◆ **TASK INSTRUCTIONS**
When you reach the line containing "positive clicks: (652, 544) (657, 544)" in the data below, begin returning lines exactly as written, and stop once the line containing "box: [461, 109, 771, 599]" has been returned.

◆ **INPUT RECORDS**
⁂

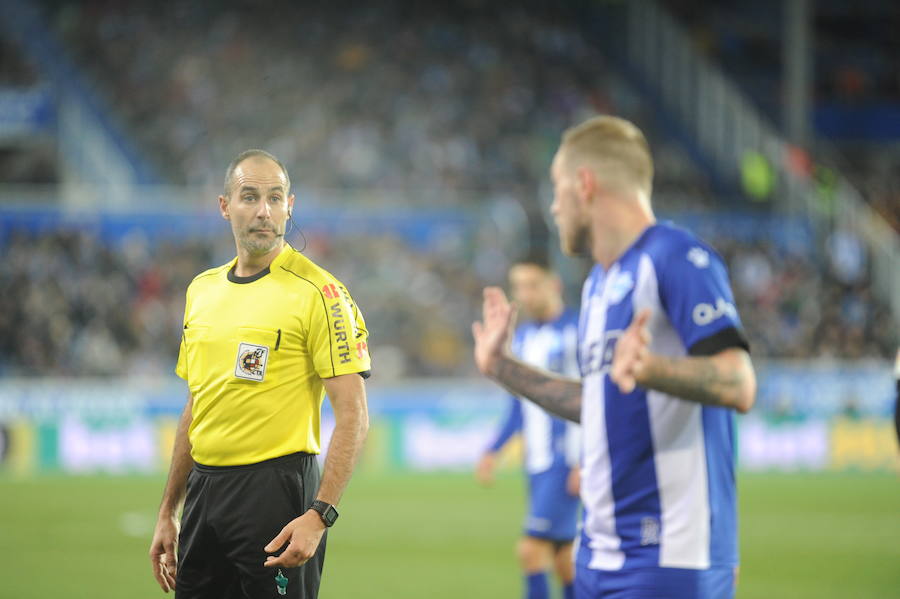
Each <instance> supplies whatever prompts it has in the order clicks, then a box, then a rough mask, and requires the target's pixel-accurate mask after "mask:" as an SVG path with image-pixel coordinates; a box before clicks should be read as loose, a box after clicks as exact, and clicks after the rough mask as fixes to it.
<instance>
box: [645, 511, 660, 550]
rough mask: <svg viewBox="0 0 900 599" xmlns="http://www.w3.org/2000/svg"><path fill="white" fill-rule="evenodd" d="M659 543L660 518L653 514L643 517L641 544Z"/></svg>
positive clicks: (652, 544) (657, 544)
mask: <svg viewBox="0 0 900 599" xmlns="http://www.w3.org/2000/svg"><path fill="white" fill-rule="evenodd" d="M645 545H659V520H657V519H656V518H653V517H651V516H647V517H645V518H641V546H645Z"/></svg>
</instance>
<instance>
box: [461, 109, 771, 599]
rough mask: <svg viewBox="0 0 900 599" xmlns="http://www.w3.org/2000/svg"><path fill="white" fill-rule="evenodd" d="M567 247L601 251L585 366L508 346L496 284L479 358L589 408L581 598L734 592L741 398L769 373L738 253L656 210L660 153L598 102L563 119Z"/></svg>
mask: <svg viewBox="0 0 900 599" xmlns="http://www.w3.org/2000/svg"><path fill="white" fill-rule="evenodd" d="M551 176H552V179H553V186H554V200H553V206H552V209H551V210H552V213H553V216H554V219H555V220H556V224H557V226H558V228H559V233H560V241H561V244H562V249H563V250H564V251H565V252H566V253H567V254H570V255H575V254H590V255H591V256H592V257H593V259H594V261H595V262H596V265H595V266H594V269H593V270H592V271H591V274H590V275H589V277H588V279H587V281H585V284H584V291H583V294H582V303H581V314H580V319H579V346H578V349H579V364H580V369H581V376H580V380H579V379H573V378H568V377H562V376H559V375H555V374H553V373H550V372H547V371H545V370H541V369H538V368H535V367H533V366H529V365H527V364H525V363H524V362H522V361H520V360H518V359H516V358H515V357H513V356H512V355H511V354H510V352H509V351H508V349H507V345H508V344H507V340H508V337H509V329H510V325H511V322H512V317H513V310H512V308H511V306H510V305H509V303H508V302H507V300H506V298H505V296H504V295H503V292H502V291H501V290H500V289H498V288H487V289H485V292H484V316H483V318H484V319H483V321H482V322H476V323H474V324H473V327H472V329H473V334H474V336H475V361H476V363H477V365H478V367H479V369H480V370H481V371H482V372H483V373H484V374H485V375H487V376H489V377H491V378H493V379H494V380H496V381H498V382H499V383H501V384H502V385H503V386H504V387H506V388H507V389H508V390H509V391H510V392H511V393H514V394H516V395H520V396H523V397H526V398H528V399H530V400H532V401H533V402H535V403H536V404H537V405H539V406H541V407H543V408H545V409H547V410H548V411H551V412H553V413H555V414H557V415H559V416H562V417H564V418H567V419H569V420H572V421H575V422H580V423H581V427H582V439H583V453H582V473H581V499H582V504H583V505H584V521H583V527H582V534H581V538H580V543H579V548H578V552H577V556H576V565H575V568H576V574H575V587H576V593H575V595H576V597H578V598H580V599H588V598H591V599H598V598H613V597H614V598H615V599H638V598H640V599H645V598H651V597H652V598H654V599H724V598H729V597H732V596H733V594H734V584H735V576H736V569H737V564H738V542H737V501H736V488H735V479H734V441H735V439H734V422H733V412H734V411H738V412H742V413H743V412H746V411H748V410H749V409H750V408H751V406H752V405H753V403H754V401H755V396H756V378H755V374H754V370H753V365H752V363H751V361H750V356H749V353H748V346H747V343H746V341H745V339H744V335H743V333H742V328H741V322H740V319H739V317H738V314H737V310H736V309H735V306H734V299H733V297H732V292H731V288H730V285H729V282H728V274H727V272H726V268H725V264H724V262H723V261H722V259H721V258H720V257H719V256H718V254H716V252H715V251H714V250H713V249H712V248H710V247H709V246H707V245H706V244H705V243H703V242H702V241H700V240H699V239H697V238H696V237H694V236H693V235H692V234H691V233H689V232H687V231H685V230H683V229H679V228H677V227H675V226H673V225H671V224H668V223H657V222H656V219H655V217H654V215H653V210H652V208H651V206H650V194H651V189H652V178H653V161H652V158H651V156H650V150H649V148H648V146H647V142H646V139H645V138H644V135H643V134H642V133H641V131H640V130H639V129H638V128H637V127H635V126H634V125H633V124H632V123H630V122H628V121H625V120H622V119H618V118H615V117H597V118H594V119H590V120H588V121H586V122H584V123H582V124H581V125H579V126H577V127H574V128H572V129H570V130H568V131H566V132H565V134H564V135H563V139H562V142H561V144H560V148H559V150H558V151H557V153H556V156H555V157H554V160H553V165H552V168H551Z"/></svg>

⁂

◆ **EXERCISE RESPONSE**
positive clicks: (652, 544) (657, 544)
mask: <svg viewBox="0 0 900 599" xmlns="http://www.w3.org/2000/svg"><path fill="white" fill-rule="evenodd" d="M645 545H659V520H657V519H656V518H653V517H651V516H647V517H645V518H641V546H645Z"/></svg>
</instance>
<instance>
box: [461, 109, 771, 599]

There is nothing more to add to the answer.